▶ _Set exercise A_: According to the forum post on slow LATERAL joins, how much faster does the query run when "owner_id IN (mid.id1, mid.id2, mid.id3)" is changed to "owner_id = mid.id1"?

===============

Обсуждение: Poor performance on 9.4.4 when matching multiple columns from left side of LATERAL join

Поиск
Список
Период
Сортировка

Poor performance on 9.4.4 when matching multiple columns from left side of LATERAL join

От
Steven Grimm
Дата:
We have a table, call it "multi_id", that contains columns with IDs of
various kinds of objects in my system, and another table that's a
generic owner/key/value store for object attributes (think configuration
settings, and I'll refer to this table as "settings"). To wit:

---------------------------------------------
CREATE TABLE multi_id (
   id1 INTEGER PRIMARY KEY,
   id2 INTEGER,
   id3 INTEGER
);
CREATE TABLE settings (
   owner_id INTEGER,
   setting_id INTEGER,
   setting_value TEXT,
   PRIMARY KEY (owner_id, setting_id)
);
CREATE UNIQUE INDEX multi_id_idx_id1 ON multi_id (id1, id2);
CREATE UNIQUE INDEX multi_id_idx_id2 ON multi_id (id2, id1);
CREATE INDEX settings_idx_setting_id ON settings (setting_id,
setting_value);
---------------------------------------------

We want to find all the rows from multi_id where any of the IDs
(including its primary key) have a certain setting with a certain value.

LATERAL seemed like the tool for the job, so we tried the following:

---------------------------------------------
SELECT mid.id1
FROM multi_id AS mid,
LATERAL (
     SELECT 1
     FROM settings
     WHERE setting_id = 1
     AND setting_value = 'common_1'
     AND owner_id IN (mid.id1, mid.id2, mid.id3)
) AS setting_matcher;
---------------------------------------------

When we're searching for a common value, this query takes a LONG time.
It turns out the culprit is the IN clause in the subquery. If I change
"owner_id IN (mid.id1, mid.id2, mid.id3)" to "owner_id = mid.id1", the
query executes in about 1/900 the time. It remains that fast if I change
mid.id1 to mid.id2 or mid.id3, meaning if I do a UNION of those three
queries to get the same result set as the query above, the whole thing
is roughly 300x faster.

Execution plan for the IN version followed by the = version (for just
one of the IDs):

---------------------------------------------
Nested Loop  (cost=5.39..8107.18 rows=285 width=4) (actual
time=1.230..6456.567 rows=4499 loops=1)
    Join Filter: (settings.owner_id = ANY (ARRAY[mid.id1, mid.id2,
mid.id3]))
    Rows Removed by Join Filter: 22495501
    ->  Seq Scan on multi_id mid  (cost=0.00..78.00 rows=5000 width=12)
(actual time=0.010..1.385 rows=5000 loops=1)
    ->  Materialize  (cost=5.39..310.66 rows=95 width=4) (actual
time=0.000..0.263 rows=4500 loops=5000)
          ->  Bitmap Heap Scan on settings  (cost=5.39..310.19 rows=95
width=4) (actual time=1.207..3.210 rows=4500 loops=1)

===============

▶ _Set exercise B_: How many lines of the records contain the string "roof"? Give only the number.

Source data
===============

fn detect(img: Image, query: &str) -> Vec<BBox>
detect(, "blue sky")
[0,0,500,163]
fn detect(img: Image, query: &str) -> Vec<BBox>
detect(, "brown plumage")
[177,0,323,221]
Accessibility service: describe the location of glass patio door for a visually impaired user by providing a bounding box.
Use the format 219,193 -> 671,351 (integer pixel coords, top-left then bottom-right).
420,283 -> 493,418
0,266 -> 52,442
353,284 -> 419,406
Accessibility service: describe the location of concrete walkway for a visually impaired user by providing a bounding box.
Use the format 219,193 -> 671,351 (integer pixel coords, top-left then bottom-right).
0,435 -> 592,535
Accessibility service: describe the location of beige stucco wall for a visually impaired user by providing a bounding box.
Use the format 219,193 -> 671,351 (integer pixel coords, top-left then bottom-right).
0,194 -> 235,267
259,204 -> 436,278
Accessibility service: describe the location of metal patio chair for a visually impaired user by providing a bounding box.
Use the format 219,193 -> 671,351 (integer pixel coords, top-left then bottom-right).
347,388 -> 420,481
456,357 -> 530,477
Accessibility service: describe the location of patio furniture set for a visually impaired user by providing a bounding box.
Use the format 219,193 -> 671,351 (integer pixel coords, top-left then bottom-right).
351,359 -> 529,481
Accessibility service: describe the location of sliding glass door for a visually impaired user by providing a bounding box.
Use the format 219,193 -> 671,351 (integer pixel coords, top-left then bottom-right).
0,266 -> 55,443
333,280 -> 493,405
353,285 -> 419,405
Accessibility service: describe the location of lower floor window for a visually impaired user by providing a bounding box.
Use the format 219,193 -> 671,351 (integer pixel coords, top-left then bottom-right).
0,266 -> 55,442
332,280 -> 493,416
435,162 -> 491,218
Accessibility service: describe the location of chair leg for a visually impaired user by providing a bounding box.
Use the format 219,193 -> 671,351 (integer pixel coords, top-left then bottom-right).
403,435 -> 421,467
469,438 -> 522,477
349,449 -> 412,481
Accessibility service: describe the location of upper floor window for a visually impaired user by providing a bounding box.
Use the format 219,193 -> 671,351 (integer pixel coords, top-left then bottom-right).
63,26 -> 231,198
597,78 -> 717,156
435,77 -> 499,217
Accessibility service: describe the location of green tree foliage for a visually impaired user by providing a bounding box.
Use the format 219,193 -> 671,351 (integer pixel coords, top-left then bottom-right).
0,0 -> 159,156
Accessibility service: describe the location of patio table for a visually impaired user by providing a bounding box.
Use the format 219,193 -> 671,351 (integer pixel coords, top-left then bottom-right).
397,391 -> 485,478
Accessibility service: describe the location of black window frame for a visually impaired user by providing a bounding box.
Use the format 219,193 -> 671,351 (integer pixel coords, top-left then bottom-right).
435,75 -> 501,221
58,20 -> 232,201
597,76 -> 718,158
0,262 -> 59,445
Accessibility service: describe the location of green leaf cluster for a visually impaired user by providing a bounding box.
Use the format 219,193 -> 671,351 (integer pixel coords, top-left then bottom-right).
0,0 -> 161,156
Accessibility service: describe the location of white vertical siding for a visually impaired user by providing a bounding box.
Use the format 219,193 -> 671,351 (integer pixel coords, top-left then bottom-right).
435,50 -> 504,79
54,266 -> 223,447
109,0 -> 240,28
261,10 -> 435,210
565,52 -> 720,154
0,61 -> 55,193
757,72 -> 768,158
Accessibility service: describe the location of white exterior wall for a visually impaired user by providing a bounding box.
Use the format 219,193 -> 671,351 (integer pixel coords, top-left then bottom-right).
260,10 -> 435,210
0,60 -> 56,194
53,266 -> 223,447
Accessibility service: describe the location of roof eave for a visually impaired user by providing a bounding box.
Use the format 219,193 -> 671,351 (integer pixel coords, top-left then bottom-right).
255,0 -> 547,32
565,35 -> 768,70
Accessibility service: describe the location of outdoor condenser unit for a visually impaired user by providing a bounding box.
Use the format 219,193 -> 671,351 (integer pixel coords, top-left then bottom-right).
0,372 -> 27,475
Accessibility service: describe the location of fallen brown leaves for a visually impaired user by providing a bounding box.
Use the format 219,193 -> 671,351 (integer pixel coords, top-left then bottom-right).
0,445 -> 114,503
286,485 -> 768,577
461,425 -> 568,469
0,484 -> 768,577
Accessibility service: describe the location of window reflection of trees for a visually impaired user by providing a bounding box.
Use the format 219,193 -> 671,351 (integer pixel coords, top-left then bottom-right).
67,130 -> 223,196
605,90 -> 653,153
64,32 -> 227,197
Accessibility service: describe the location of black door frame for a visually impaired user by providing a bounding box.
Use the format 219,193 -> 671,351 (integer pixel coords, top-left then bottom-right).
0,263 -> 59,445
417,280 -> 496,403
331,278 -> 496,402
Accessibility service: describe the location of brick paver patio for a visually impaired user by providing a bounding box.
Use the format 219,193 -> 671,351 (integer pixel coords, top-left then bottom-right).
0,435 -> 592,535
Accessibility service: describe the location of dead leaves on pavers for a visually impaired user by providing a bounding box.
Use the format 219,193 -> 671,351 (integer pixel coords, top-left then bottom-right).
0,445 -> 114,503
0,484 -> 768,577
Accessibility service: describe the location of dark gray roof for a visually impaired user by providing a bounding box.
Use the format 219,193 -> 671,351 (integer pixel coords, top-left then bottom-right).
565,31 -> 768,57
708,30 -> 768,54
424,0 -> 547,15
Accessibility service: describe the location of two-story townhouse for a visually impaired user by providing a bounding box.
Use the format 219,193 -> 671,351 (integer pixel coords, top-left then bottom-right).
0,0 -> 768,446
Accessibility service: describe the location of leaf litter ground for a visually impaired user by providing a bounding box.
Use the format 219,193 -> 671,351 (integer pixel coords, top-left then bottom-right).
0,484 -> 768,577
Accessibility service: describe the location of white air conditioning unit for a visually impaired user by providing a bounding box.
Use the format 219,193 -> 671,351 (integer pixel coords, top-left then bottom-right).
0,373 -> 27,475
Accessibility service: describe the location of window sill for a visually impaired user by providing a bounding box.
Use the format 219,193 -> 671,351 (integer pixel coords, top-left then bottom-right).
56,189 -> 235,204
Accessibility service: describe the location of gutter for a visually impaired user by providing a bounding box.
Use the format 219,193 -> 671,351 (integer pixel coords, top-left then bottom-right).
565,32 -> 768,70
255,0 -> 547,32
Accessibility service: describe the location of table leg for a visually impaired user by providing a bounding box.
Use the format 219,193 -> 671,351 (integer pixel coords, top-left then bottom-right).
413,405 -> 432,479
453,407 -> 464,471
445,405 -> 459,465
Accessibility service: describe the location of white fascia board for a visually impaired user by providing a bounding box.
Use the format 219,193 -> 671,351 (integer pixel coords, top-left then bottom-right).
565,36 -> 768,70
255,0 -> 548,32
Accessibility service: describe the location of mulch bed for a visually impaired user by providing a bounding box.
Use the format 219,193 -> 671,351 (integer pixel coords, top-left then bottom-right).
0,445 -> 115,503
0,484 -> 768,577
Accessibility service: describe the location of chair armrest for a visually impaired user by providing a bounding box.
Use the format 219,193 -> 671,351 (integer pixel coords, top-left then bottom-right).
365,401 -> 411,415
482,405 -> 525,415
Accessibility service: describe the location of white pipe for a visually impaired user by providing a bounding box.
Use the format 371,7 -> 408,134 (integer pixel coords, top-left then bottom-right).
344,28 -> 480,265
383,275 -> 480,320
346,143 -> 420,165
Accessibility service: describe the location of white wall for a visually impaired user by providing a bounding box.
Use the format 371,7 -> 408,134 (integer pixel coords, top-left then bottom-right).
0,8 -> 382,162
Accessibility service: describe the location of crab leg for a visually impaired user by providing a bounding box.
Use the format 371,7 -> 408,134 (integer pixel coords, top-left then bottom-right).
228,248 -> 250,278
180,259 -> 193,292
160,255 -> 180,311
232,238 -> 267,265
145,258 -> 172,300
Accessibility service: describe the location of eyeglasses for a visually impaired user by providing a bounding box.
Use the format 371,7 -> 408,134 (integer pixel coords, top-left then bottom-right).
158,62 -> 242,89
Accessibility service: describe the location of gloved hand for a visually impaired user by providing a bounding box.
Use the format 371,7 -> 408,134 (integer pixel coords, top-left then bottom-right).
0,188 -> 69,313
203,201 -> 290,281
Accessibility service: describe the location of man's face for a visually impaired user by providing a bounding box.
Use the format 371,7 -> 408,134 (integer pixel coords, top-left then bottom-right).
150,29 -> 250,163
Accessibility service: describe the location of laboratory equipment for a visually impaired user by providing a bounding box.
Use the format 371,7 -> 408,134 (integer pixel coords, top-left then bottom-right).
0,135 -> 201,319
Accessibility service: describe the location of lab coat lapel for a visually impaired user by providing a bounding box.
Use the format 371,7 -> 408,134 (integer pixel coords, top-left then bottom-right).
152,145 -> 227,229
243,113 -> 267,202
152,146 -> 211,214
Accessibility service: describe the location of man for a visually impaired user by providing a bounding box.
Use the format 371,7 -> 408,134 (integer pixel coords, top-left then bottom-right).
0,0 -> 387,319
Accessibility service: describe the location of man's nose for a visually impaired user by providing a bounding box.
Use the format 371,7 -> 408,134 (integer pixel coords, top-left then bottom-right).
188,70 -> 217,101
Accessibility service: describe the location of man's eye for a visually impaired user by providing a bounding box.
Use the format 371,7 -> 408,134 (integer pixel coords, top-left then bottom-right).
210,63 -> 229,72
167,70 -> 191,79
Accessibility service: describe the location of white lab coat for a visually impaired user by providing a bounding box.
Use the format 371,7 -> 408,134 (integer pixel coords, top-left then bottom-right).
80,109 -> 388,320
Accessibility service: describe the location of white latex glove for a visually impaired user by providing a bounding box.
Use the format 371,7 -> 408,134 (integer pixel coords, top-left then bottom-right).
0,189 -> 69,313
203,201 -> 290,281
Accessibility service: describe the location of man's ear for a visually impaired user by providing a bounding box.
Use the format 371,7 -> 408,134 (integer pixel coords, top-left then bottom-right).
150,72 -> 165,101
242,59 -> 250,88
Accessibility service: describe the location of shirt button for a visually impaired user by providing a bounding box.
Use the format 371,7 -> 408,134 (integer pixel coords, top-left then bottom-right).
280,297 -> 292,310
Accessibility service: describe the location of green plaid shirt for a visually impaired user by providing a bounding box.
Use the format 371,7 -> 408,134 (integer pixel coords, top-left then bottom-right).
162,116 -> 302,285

===============

▶ _Task output A_: It runs in about 1/900 of the time.

▶ _Task output B_: 2